## begin Material provided

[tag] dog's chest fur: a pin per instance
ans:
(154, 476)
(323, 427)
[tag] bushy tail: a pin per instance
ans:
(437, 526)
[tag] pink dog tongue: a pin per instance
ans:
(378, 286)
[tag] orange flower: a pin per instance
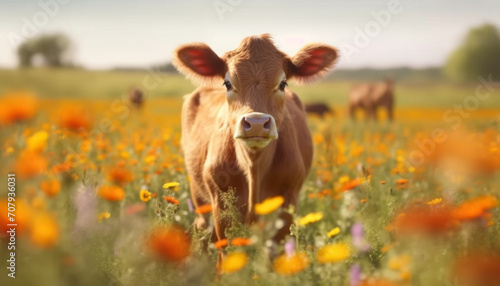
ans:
(74, 118)
(22, 218)
(112, 193)
(241, 241)
(402, 181)
(378, 282)
(30, 164)
(425, 220)
(50, 187)
(475, 208)
(221, 243)
(171, 200)
(15, 107)
(351, 184)
(171, 243)
(61, 168)
(120, 175)
(203, 209)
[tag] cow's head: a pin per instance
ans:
(255, 76)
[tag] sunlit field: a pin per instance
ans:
(102, 195)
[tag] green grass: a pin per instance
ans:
(74, 83)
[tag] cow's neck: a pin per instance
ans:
(254, 163)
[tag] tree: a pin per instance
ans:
(479, 55)
(52, 48)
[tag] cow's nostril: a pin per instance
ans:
(246, 124)
(267, 125)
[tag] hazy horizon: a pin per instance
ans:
(128, 33)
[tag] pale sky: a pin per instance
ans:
(110, 33)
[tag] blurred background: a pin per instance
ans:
(98, 49)
(406, 129)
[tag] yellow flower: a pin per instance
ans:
(102, 216)
(150, 159)
(37, 142)
(334, 232)
(333, 253)
(145, 195)
(174, 186)
(399, 262)
(234, 262)
(112, 193)
(435, 201)
(310, 218)
(344, 179)
(289, 265)
(269, 205)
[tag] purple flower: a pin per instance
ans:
(290, 247)
(355, 275)
(190, 205)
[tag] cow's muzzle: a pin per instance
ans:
(256, 129)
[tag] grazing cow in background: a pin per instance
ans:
(318, 108)
(136, 97)
(250, 134)
(370, 97)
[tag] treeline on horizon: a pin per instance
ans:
(359, 74)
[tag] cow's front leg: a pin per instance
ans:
(291, 199)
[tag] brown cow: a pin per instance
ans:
(136, 97)
(318, 108)
(251, 134)
(370, 97)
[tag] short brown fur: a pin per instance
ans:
(369, 97)
(215, 161)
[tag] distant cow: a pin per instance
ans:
(136, 97)
(370, 97)
(318, 108)
(250, 134)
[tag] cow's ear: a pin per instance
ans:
(311, 62)
(199, 62)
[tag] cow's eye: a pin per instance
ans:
(228, 85)
(283, 84)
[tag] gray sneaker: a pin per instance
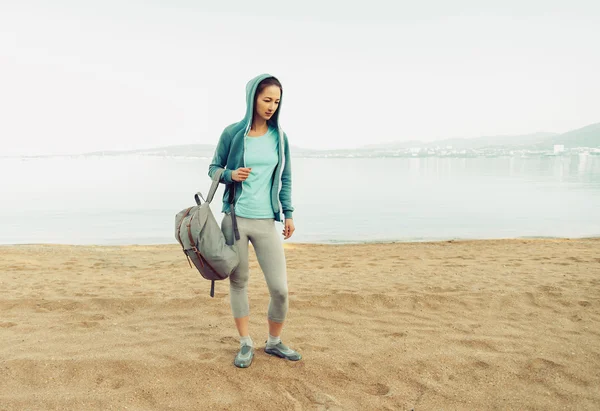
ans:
(243, 359)
(283, 351)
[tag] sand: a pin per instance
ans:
(503, 324)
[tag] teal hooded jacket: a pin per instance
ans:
(230, 155)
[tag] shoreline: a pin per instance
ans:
(476, 324)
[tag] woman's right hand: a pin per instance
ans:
(240, 174)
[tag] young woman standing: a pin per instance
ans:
(256, 157)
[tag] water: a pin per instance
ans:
(134, 199)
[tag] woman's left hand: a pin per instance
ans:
(288, 228)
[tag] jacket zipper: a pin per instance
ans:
(282, 157)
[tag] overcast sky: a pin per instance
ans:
(80, 76)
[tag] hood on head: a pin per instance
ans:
(251, 87)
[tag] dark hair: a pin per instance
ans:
(269, 81)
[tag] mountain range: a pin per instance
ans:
(588, 136)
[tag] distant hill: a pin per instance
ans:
(588, 136)
(185, 150)
(469, 143)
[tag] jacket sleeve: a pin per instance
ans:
(220, 158)
(285, 194)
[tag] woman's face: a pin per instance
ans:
(267, 102)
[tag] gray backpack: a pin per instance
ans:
(203, 241)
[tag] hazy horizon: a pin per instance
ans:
(110, 76)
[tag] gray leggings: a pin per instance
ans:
(269, 252)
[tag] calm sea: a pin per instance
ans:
(134, 199)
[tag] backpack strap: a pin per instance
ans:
(236, 232)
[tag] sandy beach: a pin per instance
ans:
(465, 325)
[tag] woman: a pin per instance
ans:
(256, 157)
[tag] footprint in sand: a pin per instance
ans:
(378, 389)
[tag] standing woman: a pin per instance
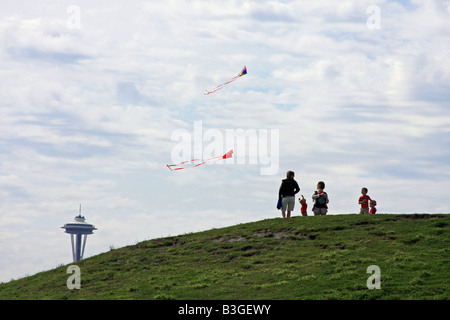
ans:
(289, 187)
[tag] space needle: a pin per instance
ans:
(77, 229)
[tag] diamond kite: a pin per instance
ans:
(220, 86)
(197, 162)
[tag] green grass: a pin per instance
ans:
(323, 257)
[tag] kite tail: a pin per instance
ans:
(190, 163)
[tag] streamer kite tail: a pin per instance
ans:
(220, 86)
(197, 162)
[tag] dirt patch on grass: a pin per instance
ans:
(225, 239)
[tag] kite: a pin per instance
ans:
(197, 162)
(220, 86)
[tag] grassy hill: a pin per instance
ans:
(323, 257)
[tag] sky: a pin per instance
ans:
(97, 97)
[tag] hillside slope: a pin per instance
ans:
(323, 257)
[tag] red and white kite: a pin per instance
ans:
(198, 162)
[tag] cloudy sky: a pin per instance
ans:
(94, 96)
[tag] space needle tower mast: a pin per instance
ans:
(78, 230)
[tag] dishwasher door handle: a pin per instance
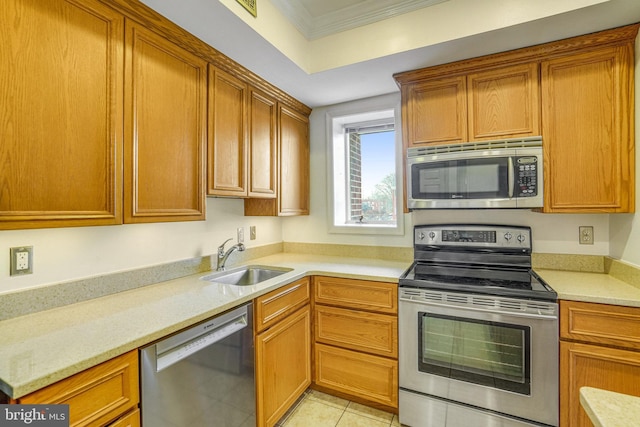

## end Material provided

Goal of the exercise ▸
How many lines in the entries contain the string "gray", with letter case taken into account? Reply with the number alone.

Task output ▸
3